WORK INSTRUCTIONS:
Please copy the rows below verbatim, leaving out the pictures.

Annotation dataset entries:
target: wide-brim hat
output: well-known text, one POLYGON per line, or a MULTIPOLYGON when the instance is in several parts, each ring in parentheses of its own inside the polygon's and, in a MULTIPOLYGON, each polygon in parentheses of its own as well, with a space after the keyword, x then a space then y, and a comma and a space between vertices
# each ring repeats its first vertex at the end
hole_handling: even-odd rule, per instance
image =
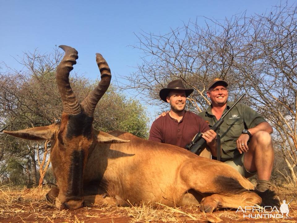
POLYGON ((208 89, 209 90, 215 84, 221 84, 224 86, 226 87, 228 86, 228 83, 223 80, 221 78, 216 78, 213 80, 209 84, 208 84, 208 89))
POLYGON ((167 87, 161 90, 160 93, 159 93, 159 95, 160 96, 160 98, 165 102, 167 102, 167 100, 166 100, 166 98, 168 96, 169 92, 172 90, 184 90, 186 93, 186 97, 187 97, 188 96, 191 94, 191 93, 194 90, 193 89, 188 89, 185 88, 181 80, 179 79, 174 80, 170 81, 168 83, 167 85, 167 87))

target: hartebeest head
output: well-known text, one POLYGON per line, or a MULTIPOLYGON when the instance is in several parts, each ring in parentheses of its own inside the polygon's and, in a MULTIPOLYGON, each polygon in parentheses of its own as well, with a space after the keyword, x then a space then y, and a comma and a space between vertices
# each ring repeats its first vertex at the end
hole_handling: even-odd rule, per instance
POLYGON ((57 69, 56 80, 63 103, 61 122, 47 126, 15 131, 3 131, 15 137, 36 141, 50 140, 50 160, 60 190, 55 202, 58 208, 73 209, 83 205, 83 177, 89 149, 93 142, 128 142, 102 132, 94 135, 92 124, 97 103, 110 83, 110 70, 99 53, 96 60, 101 74, 98 86, 80 104, 69 82, 78 53, 67 46, 59 47, 65 55, 57 69))

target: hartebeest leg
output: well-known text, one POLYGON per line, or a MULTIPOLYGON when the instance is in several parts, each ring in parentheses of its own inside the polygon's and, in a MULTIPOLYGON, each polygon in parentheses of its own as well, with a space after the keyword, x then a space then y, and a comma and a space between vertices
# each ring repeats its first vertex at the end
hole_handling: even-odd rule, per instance
POLYGON ((55 200, 59 195, 59 187, 53 187, 45 195, 45 200, 50 203, 54 204, 55 200))
POLYGON ((107 196, 107 195, 97 195, 84 196, 84 204, 85 205, 90 204, 107 204, 117 206, 129 206, 124 200, 117 195, 112 198, 107 196))
POLYGON ((239 206, 253 206, 260 203, 261 201, 257 195, 249 191, 230 196, 214 194, 202 199, 200 209, 201 211, 211 213, 217 208, 237 208, 239 206))

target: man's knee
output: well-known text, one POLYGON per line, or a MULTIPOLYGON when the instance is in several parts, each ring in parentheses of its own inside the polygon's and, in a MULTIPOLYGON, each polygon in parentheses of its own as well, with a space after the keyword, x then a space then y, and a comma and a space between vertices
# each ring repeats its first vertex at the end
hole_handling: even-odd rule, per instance
POLYGON ((271 137, 267 132, 260 131, 255 133, 252 140, 256 141, 256 143, 263 145, 268 145, 272 143, 271 137))

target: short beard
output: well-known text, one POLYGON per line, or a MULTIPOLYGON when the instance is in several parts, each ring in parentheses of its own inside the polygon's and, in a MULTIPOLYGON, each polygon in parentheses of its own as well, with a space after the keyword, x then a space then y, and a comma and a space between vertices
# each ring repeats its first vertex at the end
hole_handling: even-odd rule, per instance
POLYGON ((179 112, 182 112, 184 111, 185 108, 186 108, 186 104, 184 104, 184 106, 183 108, 181 110, 178 110, 177 109, 176 109, 175 108, 172 106, 171 105, 170 105, 170 107, 171 108, 171 110, 175 112, 175 113, 179 113, 179 112))

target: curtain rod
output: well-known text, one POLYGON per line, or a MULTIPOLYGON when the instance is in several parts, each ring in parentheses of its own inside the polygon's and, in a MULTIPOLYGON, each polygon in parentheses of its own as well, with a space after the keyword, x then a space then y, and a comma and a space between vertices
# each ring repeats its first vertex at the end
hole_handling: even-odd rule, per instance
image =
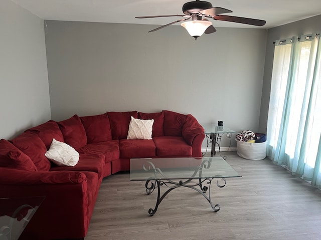
MULTIPOLYGON (((320 35, 320 34, 315 34, 315 36, 319 36, 319 35, 320 35)), ((308 36, 306 36, 306 37, 309 37, 309 38, 310 38, 310 37, 311 37, 311 36, 312 36, 312 35, 308 35, 308 36)), ((299 36, 298 36, 298 37, 297 37, 297 40, 298 40, 298 41, 299 41, 300 39, 301 39, 301 38, 300 38, 299 36)), ((280 42, 285 42, 286 40, 280 40, 280 42)), ((273 42, 273 44, 275 44, 275 42, 273 42)))

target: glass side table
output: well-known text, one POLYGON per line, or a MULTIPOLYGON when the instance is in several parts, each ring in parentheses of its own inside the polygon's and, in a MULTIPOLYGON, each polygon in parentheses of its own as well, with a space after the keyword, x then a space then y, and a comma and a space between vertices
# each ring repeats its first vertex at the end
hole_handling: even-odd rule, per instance
POLYGON ((236 132, 225 126, 218 126, 215 124, 205 124, 203 127, 205 130, 205 134, 206 137, 209 136, 210 142, 212 144, 211 148, 211 156, 213 156, 216 154, 215 146, 217 144, 220 148, 220 145, 217 142, 217 140, 220 139, 222 136, 220 134, 236 134, 236 132))

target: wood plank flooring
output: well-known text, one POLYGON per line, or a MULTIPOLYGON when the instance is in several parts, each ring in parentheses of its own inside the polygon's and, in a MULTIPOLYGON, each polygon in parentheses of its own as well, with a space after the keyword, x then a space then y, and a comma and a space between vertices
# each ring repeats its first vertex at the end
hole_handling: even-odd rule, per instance
POLYGON ((222 154, 242 178, 227 178, 223 188, 212 184, 218 212, 198 192, 180 188, 150 216, 156 192, 147 195, 144 182, 120 173, 103 180, 85 240, 321 239, 321 190, 267 158, 222 154))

TASK RESPONSE:
target: wide-brim hat
output: well-known text, one POLYGON per line, or a MULTIPOLYGON when the instance is in several parts, each ring in parentheses of its own inside the polygon's and, in a MULTIPOLYGON, each polygon in parentheses of its own as well, with a space after the keyword, x then a space then y, and a comma and a space between vertices
# each ring repeats its first vertex at the end
hole_handling: even-odd rule, per instance
image =
POLYGON ((208 89, 209 90, 215 84, 221 84, 224 86, 226 87, 228 86, 228 83, 223 80, 221 78, 216 78, 213 80, 209 84, 208 84, 208 89))
POLYGON ((167 87, 161 90, 160 93, 159 93, 159 95, 160 96, 160 98, 165 102, 167 102, 167 100, 166 100, 166 98, 168 96, 169 92, 172 90, 184 90, 186 93, 186 97, 187 97, 188 96, 191 94, 191 93, 194 90, 193 89, 188 89, 185 88, 181 80, 179 79, 174 80, 170 81, 168 83, 167 85, 167 87))

target: hartebeest head
output: well-known text, one POLYGON per line, or a MULTIPOLYGON when the instance is in several parts, each ring in parentheses of its own inside the polygon's and, in a MULTIPOLYGON, each polygon in parentheses of its own as well, with a space after the keyword, x then a space then y, and a comma and a space between vertices
# each ring repeats its first vertex at the end
hole_handling: even-odd rule, per instance
POLYGON ((57 69, 56 80, 63 103, 61 122, 47 126, 15 131, 3 131, 15 137, 36 141, 50 140, 50 160, 60 190, 55 202, 58 208, 73 209, 83 205, 83 177, 89 149, 93 142, 128 142, 102 132, 94 135, 92 124, 97 103, 110 83, 110 70, 99 53, 96 60, 101 74, 98 86, 80 104, 69 82, 78 53, 67 46, 59 47, 65 55, 57 69))

target: hartebeest leg
output: well-known text, one POLYGON per line, or a MULTIPOLYGON when the instance is in several parts, each ring in parentheses of its own inside the polygon's and, in a MULTIPOLYGON, each polygon in parentheses of its own as well, with a space after the keyword, x then a space then y, and a comma and a space between vertices
# each ring repeats its first vertex at the end
hole_handling: even-odd rule, per instance
POLYGON ((55 200, 59 195, 59 187, 53 187, 45 195, 45 200, 50 203, 54 204, 55 200))
POLYGON ((107 196, 107 195, 97 195, 84 196, 84 204, 85 205, 90 204, 107 204, 117 206, 129 206, 124 200, 117 195, 112 198, 107 196))
POLYGON ((239 206, 253 206, 260 203, 261 201, 257 195, 249 191, 230 196, 214 194, 202 199, 200 209, 201 211, 211 213, 217 208, 237 208, 239 206))

target: man's knee
output: well-known text, one POLYGON per line, or a MULTIPOLYGON when the instance is in several parts, each ring in parentheses of its own inside the polygon's and, in a MULTIPOLYGON, each polygon in parentheses of its own as well, with a space after the keyword, x then a space then y, and a comma and a space between vertices
# each ring repeats its first vertex at the end
hole_handling: even-odd rule, per instance
POLYGON ((271 137, 267 132, 260 131, 255 133, 252 140, 256 141, 256 143, 263 145, 268 145, 272 143, 271 137))

target: short beard
output: well-known text, one POLYGON per line, or a MULTIPOLYGON when the instance is in several parts, each ring in parentheses of its own inside the polygon's and, in a MULTIPOLYGON, each polygon in parentheses of its own as well, with a space after the keyword, x then a space then y, and a comma and a space between vertices
# each ring repeats its first vertex at the end
hole_handling: even-odd rule, per instance
POLYGON ((179 112, 182 112, 184 111, 185 108, 186 108, 186 104, 184 104, 184 106, 183 108, 181 110, 178 110, 177 109, 176 109, 175 108, 172 106, 171 105, 170 105, 170 107, 171 108, 171 110, 175 112, 175 113, 179 113, 179 112))

target: curtain rod
output: well-known text, one POLYGON per line, or a MULTIPOLYGON when the instance is in several parts, each ring in parentheses of its own inside the polygon's and, in a MULTIPOLYGON, each polygon in parentheses of its own as well, with a space after the keyword, x then a space then y, and a comma and a space between vertices
# each ring repeats its first vertex at the end
hole_handling: even-odd rule, per instance
image =
MULTIPOLYGON (((320 35, 320 34, 315 34, 315 36, 319 36, 319 35, 320 35)), ((308 36, 306 36, 306 37, 309 37, 309 38, 310 38, 310 37, 311 37, 311 36, 312 36, 312 35, 308 35, 308 36)), ((299 36, 298 36, 298 37, 297 37, 297 40, 298 40, 298 41, 299 41, 300 39, 301 39, 301 38, 300 38, 299 36)), ((280 42, 285 42, 286 40, 280 40, 280 42)), ((273 42, 273 44, 275 44, 275 42, 273 42)))

target: glass side table
output: well-known text, one POLYGON per line, or a MULTIPOLYGON when the instance is in several parts, each ring in parentheses of its own inside the polygon's and, in a MULTIPOLYGON, each polygon in parentheses of its own as well, with a space after the keyword, x then a space then y, and a comma and a space between vertices
# each ring repeats its first vertex at the end
hole_handling: even-odd rule, per instance
POLYGON ((236 132, 225 126, 218 126, 215 124, 205 124, 203 127, 205 130, 205 134, 206 137, 209 136, 210 142, 212 144, 211 148, 211 156, 213 156, 216 154, 215 146, 217 144, 220 148, 220 145, 217 142, 217 140, 220 139, 222 136, 220 134, 236 134, 236 132))

target: wood plank flooring
output: well-known text, one POLYGON per line, or a MULTIPOLYGON when the instance is in several parts, each ring in parentheses of its own inside the polygon's and, in a MULTIPOLYGON, each polygon in parentheses of its own as well, with a space after the keyword, x then a space then y, and a comma and a space between vertices
# each ring repeats its first vertex at the end
hole_handling: even-odd rule, per instance
POLYGON ((222 154, 242 178, 227 178, 223 188, 212 184, 218 212, 198 192, 180 188, 150 216, 156 192, 147 195, 144 182, 120 173, 103 180, 85 240, 321 239, 321 190, 267 158, 222 154))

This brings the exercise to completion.